### Task to complete
Convert the items from the first line through the line containing "31 77 L 25 0" into a two-column CSV with the columns instruction and response. Each item gets one row: its text goes in one quoted field and its answer in another, with every line break replaced by a space.

### Task input
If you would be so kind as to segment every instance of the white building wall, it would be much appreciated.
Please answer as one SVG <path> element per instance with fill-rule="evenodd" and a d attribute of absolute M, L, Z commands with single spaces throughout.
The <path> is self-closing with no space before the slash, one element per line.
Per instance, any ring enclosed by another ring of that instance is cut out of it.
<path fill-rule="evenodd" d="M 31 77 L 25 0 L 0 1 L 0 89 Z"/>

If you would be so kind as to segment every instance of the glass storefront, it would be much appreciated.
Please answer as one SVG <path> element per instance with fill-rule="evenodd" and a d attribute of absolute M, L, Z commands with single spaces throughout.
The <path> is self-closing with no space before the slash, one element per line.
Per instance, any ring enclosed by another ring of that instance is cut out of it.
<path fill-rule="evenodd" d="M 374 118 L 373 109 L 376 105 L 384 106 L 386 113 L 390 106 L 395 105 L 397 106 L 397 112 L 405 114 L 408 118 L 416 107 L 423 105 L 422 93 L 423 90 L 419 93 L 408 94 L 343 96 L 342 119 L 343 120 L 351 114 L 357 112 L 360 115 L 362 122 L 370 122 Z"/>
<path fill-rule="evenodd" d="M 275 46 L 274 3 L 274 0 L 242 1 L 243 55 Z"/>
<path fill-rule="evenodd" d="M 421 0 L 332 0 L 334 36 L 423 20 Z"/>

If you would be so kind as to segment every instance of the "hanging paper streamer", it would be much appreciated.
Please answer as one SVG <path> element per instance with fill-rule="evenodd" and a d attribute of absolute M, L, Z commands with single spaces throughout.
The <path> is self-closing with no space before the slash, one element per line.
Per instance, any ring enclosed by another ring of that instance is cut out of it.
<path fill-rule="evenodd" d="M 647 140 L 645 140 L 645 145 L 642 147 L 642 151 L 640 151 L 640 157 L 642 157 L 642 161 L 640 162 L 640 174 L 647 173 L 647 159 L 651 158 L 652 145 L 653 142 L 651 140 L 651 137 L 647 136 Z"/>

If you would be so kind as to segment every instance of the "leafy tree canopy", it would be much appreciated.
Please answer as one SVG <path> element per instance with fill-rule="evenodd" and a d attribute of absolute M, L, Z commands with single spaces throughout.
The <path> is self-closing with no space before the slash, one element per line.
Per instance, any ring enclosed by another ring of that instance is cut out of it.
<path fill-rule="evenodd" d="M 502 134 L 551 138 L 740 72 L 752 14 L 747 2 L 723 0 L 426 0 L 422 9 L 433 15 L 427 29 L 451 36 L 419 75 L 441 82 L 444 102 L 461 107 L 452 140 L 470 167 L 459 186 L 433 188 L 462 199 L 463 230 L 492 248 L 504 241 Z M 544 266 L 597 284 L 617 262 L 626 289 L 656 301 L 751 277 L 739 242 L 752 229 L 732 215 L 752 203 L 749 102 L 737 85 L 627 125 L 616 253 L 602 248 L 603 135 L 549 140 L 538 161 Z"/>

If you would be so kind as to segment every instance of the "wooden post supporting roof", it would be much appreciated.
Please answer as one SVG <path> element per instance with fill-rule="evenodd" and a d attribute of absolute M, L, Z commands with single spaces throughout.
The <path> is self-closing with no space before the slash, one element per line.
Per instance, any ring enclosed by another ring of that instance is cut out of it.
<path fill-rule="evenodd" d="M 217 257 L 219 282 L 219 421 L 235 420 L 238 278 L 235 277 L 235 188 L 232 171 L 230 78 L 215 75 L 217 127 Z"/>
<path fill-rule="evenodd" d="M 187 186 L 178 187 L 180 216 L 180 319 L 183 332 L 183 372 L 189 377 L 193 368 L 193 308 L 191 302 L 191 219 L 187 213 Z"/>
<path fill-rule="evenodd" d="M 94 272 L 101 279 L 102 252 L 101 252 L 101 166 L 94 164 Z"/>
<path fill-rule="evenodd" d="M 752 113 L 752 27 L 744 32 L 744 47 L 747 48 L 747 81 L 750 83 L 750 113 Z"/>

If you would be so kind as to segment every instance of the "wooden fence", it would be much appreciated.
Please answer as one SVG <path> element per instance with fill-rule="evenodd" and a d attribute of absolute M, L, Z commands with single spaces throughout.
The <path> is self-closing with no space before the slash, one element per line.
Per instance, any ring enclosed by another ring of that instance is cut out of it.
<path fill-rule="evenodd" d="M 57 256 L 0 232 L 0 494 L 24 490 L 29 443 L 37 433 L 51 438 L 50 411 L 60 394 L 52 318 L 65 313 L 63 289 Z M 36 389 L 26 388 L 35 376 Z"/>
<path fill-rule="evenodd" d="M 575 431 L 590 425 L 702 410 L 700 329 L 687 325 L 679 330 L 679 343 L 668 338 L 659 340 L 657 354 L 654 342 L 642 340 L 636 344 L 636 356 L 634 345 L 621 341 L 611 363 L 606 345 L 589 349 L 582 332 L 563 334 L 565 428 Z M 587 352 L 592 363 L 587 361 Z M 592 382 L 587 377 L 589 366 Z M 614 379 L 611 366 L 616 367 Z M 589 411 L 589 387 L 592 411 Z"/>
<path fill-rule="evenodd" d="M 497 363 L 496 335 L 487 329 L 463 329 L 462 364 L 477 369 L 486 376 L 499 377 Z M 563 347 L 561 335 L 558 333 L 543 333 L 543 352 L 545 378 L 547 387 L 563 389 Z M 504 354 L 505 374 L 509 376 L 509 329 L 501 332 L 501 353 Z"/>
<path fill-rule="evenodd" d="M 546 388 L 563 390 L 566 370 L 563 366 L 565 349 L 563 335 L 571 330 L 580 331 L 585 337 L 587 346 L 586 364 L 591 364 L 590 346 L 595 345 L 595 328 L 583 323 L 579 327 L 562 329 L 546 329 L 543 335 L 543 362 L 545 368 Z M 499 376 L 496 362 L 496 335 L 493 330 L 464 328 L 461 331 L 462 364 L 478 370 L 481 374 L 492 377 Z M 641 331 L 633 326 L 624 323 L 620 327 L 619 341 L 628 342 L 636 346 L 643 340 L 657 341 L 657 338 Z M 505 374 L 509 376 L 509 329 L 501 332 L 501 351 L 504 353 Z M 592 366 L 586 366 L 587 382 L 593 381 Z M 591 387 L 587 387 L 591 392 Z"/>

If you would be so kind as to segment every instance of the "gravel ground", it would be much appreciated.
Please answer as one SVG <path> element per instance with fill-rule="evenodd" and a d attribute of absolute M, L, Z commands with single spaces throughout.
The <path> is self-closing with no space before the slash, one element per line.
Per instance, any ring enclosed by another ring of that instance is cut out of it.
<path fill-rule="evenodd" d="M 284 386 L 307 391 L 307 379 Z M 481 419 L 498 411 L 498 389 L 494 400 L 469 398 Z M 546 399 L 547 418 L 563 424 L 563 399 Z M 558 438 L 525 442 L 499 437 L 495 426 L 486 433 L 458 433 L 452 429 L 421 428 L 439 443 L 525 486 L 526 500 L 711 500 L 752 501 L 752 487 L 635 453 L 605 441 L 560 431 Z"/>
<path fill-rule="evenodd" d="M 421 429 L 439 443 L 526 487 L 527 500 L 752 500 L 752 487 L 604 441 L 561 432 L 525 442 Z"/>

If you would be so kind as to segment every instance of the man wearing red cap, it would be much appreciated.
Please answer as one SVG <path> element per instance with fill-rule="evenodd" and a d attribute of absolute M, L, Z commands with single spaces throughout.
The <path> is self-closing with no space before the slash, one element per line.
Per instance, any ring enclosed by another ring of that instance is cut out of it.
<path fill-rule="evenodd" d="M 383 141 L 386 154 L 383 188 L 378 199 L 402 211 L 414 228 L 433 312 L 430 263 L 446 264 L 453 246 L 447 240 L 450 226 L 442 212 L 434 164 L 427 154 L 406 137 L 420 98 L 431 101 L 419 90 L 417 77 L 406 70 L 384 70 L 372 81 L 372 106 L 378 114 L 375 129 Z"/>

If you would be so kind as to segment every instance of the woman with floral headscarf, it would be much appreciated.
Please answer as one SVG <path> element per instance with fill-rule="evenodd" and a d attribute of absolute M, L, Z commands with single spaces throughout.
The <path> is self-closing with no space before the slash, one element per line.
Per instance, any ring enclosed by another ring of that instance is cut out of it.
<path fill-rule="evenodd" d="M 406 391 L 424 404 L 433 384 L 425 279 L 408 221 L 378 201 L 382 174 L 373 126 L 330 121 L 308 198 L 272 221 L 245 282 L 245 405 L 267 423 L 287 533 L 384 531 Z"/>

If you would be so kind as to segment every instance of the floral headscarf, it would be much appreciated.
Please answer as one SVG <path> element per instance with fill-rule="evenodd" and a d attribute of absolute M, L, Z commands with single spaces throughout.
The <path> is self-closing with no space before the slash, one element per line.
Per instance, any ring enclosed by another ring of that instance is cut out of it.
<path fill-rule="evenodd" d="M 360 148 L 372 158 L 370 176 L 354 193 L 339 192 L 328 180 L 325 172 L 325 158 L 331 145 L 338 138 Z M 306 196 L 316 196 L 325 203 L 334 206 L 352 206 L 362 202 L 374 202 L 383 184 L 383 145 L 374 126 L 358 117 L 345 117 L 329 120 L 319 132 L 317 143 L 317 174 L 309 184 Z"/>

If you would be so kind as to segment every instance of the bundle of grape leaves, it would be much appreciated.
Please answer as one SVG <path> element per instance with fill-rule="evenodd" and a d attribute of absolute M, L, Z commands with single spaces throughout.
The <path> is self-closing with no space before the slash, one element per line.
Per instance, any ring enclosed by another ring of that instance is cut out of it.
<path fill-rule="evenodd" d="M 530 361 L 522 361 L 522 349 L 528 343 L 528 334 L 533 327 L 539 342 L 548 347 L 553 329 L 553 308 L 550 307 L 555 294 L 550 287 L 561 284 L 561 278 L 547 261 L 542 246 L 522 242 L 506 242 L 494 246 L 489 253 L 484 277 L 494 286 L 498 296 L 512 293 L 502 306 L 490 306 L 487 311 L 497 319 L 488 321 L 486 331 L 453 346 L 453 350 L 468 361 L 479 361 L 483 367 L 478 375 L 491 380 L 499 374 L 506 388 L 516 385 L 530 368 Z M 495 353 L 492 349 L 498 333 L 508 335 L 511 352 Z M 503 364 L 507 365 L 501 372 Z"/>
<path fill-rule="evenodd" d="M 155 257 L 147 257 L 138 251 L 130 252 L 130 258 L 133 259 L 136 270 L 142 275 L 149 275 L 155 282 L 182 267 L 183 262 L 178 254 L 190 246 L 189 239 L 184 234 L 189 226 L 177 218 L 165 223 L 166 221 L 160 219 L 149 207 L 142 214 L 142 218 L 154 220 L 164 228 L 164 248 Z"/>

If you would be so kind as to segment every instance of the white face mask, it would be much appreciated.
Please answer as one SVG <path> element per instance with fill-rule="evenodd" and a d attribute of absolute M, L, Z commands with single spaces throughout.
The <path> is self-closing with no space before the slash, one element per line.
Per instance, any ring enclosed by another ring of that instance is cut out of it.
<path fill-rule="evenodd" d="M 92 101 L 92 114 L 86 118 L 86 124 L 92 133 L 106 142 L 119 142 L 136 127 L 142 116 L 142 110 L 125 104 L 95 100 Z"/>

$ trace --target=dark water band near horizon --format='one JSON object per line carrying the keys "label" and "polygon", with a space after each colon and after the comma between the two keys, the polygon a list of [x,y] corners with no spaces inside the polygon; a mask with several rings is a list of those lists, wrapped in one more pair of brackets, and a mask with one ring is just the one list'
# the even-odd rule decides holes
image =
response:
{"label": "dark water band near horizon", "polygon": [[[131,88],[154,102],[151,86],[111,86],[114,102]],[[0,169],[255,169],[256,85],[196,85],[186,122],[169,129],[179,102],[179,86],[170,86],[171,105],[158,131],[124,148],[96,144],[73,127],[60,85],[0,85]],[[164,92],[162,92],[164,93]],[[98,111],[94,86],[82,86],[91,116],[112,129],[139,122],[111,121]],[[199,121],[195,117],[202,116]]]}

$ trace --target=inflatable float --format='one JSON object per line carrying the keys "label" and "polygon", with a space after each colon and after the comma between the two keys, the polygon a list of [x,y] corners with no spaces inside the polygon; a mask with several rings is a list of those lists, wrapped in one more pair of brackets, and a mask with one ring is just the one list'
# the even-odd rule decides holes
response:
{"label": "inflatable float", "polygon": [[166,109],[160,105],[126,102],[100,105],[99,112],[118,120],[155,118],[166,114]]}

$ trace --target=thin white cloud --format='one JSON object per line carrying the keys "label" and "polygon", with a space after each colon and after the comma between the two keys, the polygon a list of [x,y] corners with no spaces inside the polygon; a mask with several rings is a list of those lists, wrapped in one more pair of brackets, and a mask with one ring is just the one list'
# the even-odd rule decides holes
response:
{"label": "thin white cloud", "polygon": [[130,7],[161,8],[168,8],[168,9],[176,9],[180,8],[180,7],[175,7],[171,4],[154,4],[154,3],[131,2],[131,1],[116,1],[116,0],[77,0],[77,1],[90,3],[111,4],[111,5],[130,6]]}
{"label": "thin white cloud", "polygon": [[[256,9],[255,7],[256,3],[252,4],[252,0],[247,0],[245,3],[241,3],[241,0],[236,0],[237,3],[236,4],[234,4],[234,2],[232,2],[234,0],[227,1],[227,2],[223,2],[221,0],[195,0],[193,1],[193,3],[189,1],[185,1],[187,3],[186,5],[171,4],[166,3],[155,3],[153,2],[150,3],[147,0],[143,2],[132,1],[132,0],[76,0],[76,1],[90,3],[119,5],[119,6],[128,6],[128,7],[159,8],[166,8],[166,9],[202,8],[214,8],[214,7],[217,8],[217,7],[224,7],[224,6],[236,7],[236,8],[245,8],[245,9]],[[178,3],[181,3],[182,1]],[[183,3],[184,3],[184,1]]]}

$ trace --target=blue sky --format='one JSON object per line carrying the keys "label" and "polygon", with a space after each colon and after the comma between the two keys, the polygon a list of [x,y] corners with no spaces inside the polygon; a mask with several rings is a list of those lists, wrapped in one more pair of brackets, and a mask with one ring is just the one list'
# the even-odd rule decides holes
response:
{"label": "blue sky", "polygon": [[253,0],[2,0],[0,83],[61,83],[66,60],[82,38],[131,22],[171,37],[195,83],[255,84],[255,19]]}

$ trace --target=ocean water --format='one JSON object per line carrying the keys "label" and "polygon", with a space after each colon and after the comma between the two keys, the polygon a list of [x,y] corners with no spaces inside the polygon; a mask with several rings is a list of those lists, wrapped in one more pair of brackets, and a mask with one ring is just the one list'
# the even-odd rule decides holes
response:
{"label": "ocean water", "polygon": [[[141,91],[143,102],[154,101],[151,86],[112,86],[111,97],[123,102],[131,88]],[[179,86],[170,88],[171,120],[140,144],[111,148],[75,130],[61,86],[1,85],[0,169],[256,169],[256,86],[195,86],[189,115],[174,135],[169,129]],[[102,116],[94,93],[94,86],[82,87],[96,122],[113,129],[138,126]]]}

### Exercise answer
instruction,response
"If you would be so kind as to segment every instance of the white building wall, it would be much appreciated. Please answer as one SVG <path> element per instance with fill-rule=""evenodd"" and a d attribute of absolute M, L, Z commands with single spaces throughout. The <path> is self-closing with no space before the slash, one element per line. Per instance, any ring enclosed by another ring of that instance is cut out of it.","<path fill-rule=""evenodd"" d=""M 31 77 L 25 0 L 0 1 L 0 89 Z""/>"